» **Quoted passage**

As the feature sizes of transistor devices continue to shrink to achieve greater circuit density and higher performance, there is a need to improve transistor device structure to improve electrostatic coupling and reduce negative effects such as parasitic capacitance and off-state leakage. Examples of transistor device structures include a planar structure, a fin field effect transistor (FinFET) structure, and a horizontal gate all around (hGAA) structure. The hGAA device structure includes several lattice matched channels suspended in a stacked configuration and connected by source/drain regions. The hGAA structure provides good electrostatic control and can find broad adoption in complementary metal oxide semiconductor (CMOS) wafer manufacturing.

As CMOS logic technology dimensions are scaled down, the demand to produce higher drive current in a smaller transistor footprint grows. The higher drive current helps to increase the frequency of the final chip built using these devices. Transistor drive current can no longer be increased by just scaling its dimension. Accordingly, new techniques of increasing the drive current are needed to continue the scaling of devices.

One or more embodiments of the disclosure are directed to semiconductor devices. In one or more embodiments, a semiconductor device comprises: a plurality of horizontal channel layers extending between a source region and a drain region, the plurality of horizontal channel layers having a top surface, a bottom surface, and two side surfaces; a metal gate structure surrounding the plurality of horizontal channel layers; a silicon region on the bottom surface of the plurality of horizontal channel layers, the silicon region having a top surface and a bottom surface; and a buried dielectric isolation layer on the bottom surface of the silicon layer and extending from the source region to the drain region, the buried dielectric isolation layer disposed on a substrate.

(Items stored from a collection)
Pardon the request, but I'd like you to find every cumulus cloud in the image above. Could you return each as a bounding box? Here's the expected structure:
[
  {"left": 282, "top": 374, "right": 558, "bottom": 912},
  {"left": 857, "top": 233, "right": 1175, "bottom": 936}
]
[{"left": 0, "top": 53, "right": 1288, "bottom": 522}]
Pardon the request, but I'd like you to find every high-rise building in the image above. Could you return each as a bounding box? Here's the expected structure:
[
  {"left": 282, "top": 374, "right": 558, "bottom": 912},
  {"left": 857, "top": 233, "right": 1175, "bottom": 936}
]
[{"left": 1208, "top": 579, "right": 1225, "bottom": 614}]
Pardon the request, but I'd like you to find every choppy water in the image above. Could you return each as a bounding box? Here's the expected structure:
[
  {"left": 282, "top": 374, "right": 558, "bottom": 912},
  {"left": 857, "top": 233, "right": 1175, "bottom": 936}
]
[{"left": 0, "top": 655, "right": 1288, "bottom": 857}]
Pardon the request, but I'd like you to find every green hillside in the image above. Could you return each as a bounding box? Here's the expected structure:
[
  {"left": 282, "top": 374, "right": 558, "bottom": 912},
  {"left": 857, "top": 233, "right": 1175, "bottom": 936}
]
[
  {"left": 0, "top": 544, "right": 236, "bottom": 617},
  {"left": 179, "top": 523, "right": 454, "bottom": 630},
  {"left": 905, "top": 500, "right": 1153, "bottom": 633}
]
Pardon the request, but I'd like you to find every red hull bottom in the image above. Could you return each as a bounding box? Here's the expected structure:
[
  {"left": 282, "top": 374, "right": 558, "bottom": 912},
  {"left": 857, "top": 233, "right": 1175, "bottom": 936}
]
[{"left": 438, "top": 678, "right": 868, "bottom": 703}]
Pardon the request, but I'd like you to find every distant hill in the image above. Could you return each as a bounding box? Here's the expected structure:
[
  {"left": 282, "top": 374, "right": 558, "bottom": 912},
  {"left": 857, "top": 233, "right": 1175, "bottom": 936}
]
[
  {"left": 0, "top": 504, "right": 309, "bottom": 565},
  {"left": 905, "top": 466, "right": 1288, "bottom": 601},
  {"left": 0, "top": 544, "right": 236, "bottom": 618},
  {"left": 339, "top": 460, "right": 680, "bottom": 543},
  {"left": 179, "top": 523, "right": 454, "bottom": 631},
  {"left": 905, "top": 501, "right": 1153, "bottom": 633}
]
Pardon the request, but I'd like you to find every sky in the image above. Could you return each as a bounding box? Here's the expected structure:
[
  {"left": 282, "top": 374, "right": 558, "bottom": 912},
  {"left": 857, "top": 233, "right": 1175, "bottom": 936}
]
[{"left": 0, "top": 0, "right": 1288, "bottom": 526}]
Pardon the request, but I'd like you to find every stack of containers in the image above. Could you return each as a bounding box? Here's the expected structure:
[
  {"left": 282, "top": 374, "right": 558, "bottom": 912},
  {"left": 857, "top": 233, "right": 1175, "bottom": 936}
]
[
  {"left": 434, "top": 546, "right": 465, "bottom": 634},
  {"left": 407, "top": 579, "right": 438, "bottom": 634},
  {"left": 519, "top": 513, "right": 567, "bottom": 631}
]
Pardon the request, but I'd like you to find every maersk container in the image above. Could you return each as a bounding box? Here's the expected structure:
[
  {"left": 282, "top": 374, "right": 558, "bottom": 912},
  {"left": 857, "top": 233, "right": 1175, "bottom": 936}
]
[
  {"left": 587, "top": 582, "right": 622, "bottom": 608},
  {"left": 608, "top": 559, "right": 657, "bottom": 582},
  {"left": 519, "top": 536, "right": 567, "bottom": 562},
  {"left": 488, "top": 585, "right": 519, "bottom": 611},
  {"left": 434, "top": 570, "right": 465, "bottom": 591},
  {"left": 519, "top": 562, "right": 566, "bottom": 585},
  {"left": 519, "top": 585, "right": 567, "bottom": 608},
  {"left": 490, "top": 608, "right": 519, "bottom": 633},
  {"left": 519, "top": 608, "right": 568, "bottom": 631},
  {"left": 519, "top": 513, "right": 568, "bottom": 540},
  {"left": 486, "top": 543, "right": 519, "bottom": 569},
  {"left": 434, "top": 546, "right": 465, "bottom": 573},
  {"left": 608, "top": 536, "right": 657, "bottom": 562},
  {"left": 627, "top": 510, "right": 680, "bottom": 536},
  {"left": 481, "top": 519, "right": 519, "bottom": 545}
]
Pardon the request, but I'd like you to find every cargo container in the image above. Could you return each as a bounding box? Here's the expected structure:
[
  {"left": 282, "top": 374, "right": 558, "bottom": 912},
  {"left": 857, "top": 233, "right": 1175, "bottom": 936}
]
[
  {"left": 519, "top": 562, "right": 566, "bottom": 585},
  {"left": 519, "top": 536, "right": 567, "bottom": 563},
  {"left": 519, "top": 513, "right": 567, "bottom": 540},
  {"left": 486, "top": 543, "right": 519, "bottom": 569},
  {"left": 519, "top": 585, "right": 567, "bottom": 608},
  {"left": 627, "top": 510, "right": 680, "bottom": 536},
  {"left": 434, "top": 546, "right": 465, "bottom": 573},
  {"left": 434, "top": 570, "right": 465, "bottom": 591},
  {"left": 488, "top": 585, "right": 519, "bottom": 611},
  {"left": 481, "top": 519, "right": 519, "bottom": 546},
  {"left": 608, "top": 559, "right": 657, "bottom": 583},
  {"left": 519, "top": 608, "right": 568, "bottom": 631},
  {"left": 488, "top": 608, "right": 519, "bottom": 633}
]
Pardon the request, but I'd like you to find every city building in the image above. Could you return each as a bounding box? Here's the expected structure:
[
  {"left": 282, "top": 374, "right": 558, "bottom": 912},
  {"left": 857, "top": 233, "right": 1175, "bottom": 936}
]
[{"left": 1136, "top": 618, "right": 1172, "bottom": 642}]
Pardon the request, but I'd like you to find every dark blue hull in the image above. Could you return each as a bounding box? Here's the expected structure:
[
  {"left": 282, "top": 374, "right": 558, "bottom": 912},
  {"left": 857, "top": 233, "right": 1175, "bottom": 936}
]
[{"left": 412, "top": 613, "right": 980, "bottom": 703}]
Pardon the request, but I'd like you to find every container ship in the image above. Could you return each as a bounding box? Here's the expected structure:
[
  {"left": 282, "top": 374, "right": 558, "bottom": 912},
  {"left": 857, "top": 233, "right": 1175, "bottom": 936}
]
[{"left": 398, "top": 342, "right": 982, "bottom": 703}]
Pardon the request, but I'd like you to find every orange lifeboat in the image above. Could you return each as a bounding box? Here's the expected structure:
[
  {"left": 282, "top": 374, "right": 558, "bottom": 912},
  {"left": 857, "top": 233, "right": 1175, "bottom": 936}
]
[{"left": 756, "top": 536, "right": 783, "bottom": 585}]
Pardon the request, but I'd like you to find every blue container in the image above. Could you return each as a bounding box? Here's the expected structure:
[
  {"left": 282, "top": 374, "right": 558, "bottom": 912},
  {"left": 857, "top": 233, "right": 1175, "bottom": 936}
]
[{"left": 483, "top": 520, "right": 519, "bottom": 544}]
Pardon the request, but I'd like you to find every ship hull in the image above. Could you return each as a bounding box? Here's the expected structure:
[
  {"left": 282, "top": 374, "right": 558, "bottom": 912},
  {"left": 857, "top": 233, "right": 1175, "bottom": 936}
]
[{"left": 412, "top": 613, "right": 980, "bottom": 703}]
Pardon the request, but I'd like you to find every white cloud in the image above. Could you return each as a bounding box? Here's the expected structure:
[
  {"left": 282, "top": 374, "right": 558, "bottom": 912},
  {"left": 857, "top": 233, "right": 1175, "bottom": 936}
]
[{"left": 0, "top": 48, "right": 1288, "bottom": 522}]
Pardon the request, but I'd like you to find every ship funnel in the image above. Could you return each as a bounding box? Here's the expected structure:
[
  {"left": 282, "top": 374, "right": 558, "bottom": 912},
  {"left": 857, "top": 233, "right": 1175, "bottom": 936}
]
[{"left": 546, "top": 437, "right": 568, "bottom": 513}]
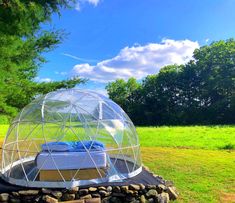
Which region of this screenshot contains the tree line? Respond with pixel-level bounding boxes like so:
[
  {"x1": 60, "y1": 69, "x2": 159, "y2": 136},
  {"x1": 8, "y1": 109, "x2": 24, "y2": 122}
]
[{"x1": 106, "y1": 39, "x2": 235, "y2": 125}]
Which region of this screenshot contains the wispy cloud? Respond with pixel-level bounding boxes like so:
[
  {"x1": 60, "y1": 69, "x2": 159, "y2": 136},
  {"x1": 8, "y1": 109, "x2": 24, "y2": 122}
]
[
  {"x1": 62, "y1": 53, "x2": 98, "y2": 62},
  {"x1": 71, "y1": 39, "x2": 199, "y2": 83},
  {"x1": 34, "y1": 77, "x2": 53, "y2": 82},
  {"x1": 55, "y1": 71, "x2": 68, "y2": 76},
  {"x1": 75, "y1": 0, "x2": 100, "y2": 11}
]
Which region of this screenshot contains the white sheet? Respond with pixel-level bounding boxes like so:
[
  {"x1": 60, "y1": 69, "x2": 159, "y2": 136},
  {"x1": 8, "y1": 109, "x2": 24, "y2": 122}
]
[{"x1": 36, "y1": 151, "x2": 107, "y2": 170}]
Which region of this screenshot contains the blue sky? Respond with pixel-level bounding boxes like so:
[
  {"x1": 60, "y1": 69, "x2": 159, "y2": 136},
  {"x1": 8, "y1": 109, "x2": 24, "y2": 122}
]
[{"x1": 37, "y1": 0, "x2": 235, "y2": 93}]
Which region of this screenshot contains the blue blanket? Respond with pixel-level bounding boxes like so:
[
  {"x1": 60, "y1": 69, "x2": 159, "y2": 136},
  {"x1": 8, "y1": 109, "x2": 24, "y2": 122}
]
[{"x1": 42, "y1": 140, "x2": 105, "y2": 152}]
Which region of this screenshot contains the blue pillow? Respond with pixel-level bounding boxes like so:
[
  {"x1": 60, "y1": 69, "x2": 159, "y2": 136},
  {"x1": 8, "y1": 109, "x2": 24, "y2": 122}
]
[{"x1": 42, "y1": 140, "x2": 105, "y2": 152}]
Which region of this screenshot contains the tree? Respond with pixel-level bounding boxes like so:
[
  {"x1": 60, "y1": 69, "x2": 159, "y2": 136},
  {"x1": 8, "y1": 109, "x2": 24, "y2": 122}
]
[
  {"x1": 105, "y1": 39, "x2": 235, "y2": 125},
  {"x1": 0, "y1": 0, "x2": 84, "y2": 120}
]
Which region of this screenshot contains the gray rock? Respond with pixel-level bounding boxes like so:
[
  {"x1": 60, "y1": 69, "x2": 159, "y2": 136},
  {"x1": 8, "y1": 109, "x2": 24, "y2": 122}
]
[
  {"x1": 146, "y1": 185, "x2": 157, "y2": 190},
  {"x1": 41, "y1": 188, "x2": 52, "y2": 195},
  {"x1": 140, "y1": 195, "x2": 147, "y2": 203},
  {"x1": 166, "y1": 187, "x2": 178, "y2": 200},
  {"x1": 110, "y1": 197, "x2": 123, "y2": 203},
  {"x1": 125, "y1": 195, "x2": 136, "y2": 202},
  {"x1": 156, "y1": 184, "x2": 167, "y2": 193},
  {"x1": 107, "y1": 186, "x2": 113, "y2": 192},
  {"x1": 0, "y1": 193, "x2": 9, "y2": 202},
  {"x1": 112, "y1": 192, "x2": 126, "y2": 197},
  {"x1": 62, "y1": 193, "x2": 75, "y2": 201},
  {"x1": 10, "y1": 197, "x2": 21, "y2": 203},
  {"x1": 78, "y1": 189, "x2": 89, "y2": 196},
  {"x1": 85, "y1": 198, "x2": 101, "y2": 203},
  {"x1": 130, "y1": 199, "x2": 140, "y2": 203},
  {"x1": 42, "y1": 195, "x2": 58, "y2": 203},
  {"x1": 34, "y1": 195, "x2": 42, "y2": 203},
  {"x1": 146, "y1": 189, "x2": 158, "y2": 198},
  {"x1": 21, "y1": 195, "x2": 36, "y2": 203},
  {"x1": 88, "y1": 187, "x2": 97, "y2": 192},
  {"x1": 157, "y1": 192, "x2": 170, "y2": 203},
  {"x1": 121, "y1": 185, "x2": 129, "y2": 193},
  {"x1": 129, "y1": 184, "x2": 140, "y2": 191},
  {"x1": 68, "y1": 187, "x2": 79, "y2": 194},
  {"x1": 140, "y1": 183, "x2": 145, "y2": 190},
  {"x1": 51, "y1": 191, "x2": 63, "y2": 199},
  {"x1": 11, "y1": 192, "x2": 20, "y2": 197},
  {"x1": 99, "y1": 190, "x2": 110, "y2": 197},
  {"x1": 91, "y1": 193, "x2": 100, "y2": 198},
  {"x1": 165, "y1": 180, "x2": 174, "y2": 187},
  {"x1": 18, "y1": 190, "x2": 39, "y2": 196},
  {"x1": 101, "y1": 197, "x2": 111, "y2": 203},
  {"x1": 80, "y1": 194, "x2": 92, "y2": 199},
  {"x1": 113, "y1": 186, "x2": 121, "y2": 192},
  {"x1": 147, "y1": 198, "x2": 156, "y2": 203},
  {"x1": 98, "y1": 186, "x2": 107, "y2": 191}
]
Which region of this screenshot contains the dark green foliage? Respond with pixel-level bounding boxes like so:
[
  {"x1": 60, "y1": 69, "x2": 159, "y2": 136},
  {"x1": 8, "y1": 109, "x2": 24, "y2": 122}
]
[
  {"x1": 0, "y1": 0, "x2": 84, "y2": 120},
  {"x1": 107, "y1": 39, "x2": 235, "y2": 125}
]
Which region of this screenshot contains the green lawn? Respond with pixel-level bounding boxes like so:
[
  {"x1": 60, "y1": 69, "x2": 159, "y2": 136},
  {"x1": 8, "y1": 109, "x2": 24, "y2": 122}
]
[
  {"x1": 0, "y1": 125, "x2": 235, "y2": 203},
  {"x1": 137, "y1": 126, "x2": 235, "y2": 149}
]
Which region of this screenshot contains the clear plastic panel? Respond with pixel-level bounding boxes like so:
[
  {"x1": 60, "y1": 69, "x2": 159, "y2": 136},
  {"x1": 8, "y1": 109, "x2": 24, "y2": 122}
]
[{"x1": 2, "y1": 89, "x2": 141, "y2": 187}]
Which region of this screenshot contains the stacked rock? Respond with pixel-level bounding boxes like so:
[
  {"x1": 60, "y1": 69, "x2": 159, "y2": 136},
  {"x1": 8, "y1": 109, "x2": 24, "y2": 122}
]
[{"x1": 0, "y1": 184, "x2": 178, "y2": 203}]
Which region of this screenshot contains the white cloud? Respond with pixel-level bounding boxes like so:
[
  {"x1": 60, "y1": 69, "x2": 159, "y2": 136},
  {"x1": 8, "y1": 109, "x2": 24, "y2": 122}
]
[
  {"x1": 35, "y1": 77, "x2": 53, "y2": 82},
  {"x1": 62, "y1": 53, "x2": 97, "y2": 62},
  {"x1": 71, "y1": 39, "x2": 199, "y2": 83},
  {"x1": 75, "y1": 0, "x2": 100, "y2": 11}
]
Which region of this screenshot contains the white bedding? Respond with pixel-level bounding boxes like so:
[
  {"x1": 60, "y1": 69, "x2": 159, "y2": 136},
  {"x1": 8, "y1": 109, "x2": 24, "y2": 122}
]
[{"x1": 36, "y1": 151, "x2": 107, "y2": 170}]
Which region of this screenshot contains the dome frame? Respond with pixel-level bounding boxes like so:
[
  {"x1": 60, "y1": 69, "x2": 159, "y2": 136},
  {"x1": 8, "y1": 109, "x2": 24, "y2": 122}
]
[{"x1": 1, "y1": 89, "x2": 142, "y2": 188}]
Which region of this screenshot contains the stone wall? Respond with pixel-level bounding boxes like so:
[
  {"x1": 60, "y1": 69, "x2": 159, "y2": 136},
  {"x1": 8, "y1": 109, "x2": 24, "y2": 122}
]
[{"x1": 0, "y1": 182, "x2": 178, "y2": 203}]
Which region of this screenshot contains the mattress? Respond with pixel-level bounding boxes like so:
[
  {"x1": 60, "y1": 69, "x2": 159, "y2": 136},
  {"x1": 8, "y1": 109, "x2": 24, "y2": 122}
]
[{"x1": 36, "y1": 151, "x2": 107, "y2": 170}]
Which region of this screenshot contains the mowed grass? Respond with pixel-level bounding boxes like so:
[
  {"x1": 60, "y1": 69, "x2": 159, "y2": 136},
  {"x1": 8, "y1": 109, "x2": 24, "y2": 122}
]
[
  {"x1": 137, "y1": 126, "x2": 235, "y2": 149},
  {"x1": 0, "y1": 125, "x2": 235, "y2": 203}
]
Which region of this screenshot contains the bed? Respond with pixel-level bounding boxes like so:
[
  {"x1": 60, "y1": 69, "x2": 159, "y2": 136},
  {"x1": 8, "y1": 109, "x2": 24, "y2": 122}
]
[
  {"x1": 35, "y1": 141, "x2": 107, "y2": 181},
  {"x1": 36, "y1": 151, "x2": 107, "y2": 170}
]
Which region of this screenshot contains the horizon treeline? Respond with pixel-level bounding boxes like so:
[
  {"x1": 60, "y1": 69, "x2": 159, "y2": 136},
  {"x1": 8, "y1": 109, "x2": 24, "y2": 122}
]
[{"x1": 106, "y1": 39, "x2": 235, "y2": 126}]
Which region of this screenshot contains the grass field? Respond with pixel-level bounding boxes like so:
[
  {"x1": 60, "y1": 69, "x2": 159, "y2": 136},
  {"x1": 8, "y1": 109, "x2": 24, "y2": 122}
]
[{"x1": 0, "y1": 125, "x2": 235, "y2": 203}]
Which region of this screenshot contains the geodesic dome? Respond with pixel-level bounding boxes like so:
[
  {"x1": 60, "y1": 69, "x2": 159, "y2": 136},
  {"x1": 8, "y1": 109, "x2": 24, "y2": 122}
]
[{"x1": 1, "y1": 89, "x2": 142, "y2": 188}]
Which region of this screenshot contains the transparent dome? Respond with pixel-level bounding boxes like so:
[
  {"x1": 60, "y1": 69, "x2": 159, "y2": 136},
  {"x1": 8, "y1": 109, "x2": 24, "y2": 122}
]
[{"x1": 1, "y1": 89, "x2": 142, "y2": 188}]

» **Requirements**
1 - In the passage on transistor structures, what does higher drive current help to increase?
2 - Please show every line of the listing that contains the word "white".

» **Exercise results**
1 - The frequency of the final chip built using these devices.

2 -
Pardon the request, but I'd like you to find every white cloud in the image above. Could you return each as a bounding box? Here's the expected structure:
Which region of this screenshot contains the white sheet? Respond with pixel-level bounding boxes like so:
Which region of this screenshot contains the white cloud? Respond with pixel-level bounding boxes like so:
Which region of this screenshot contains the white bedding? Respond with pixel-level bounding boxes like so:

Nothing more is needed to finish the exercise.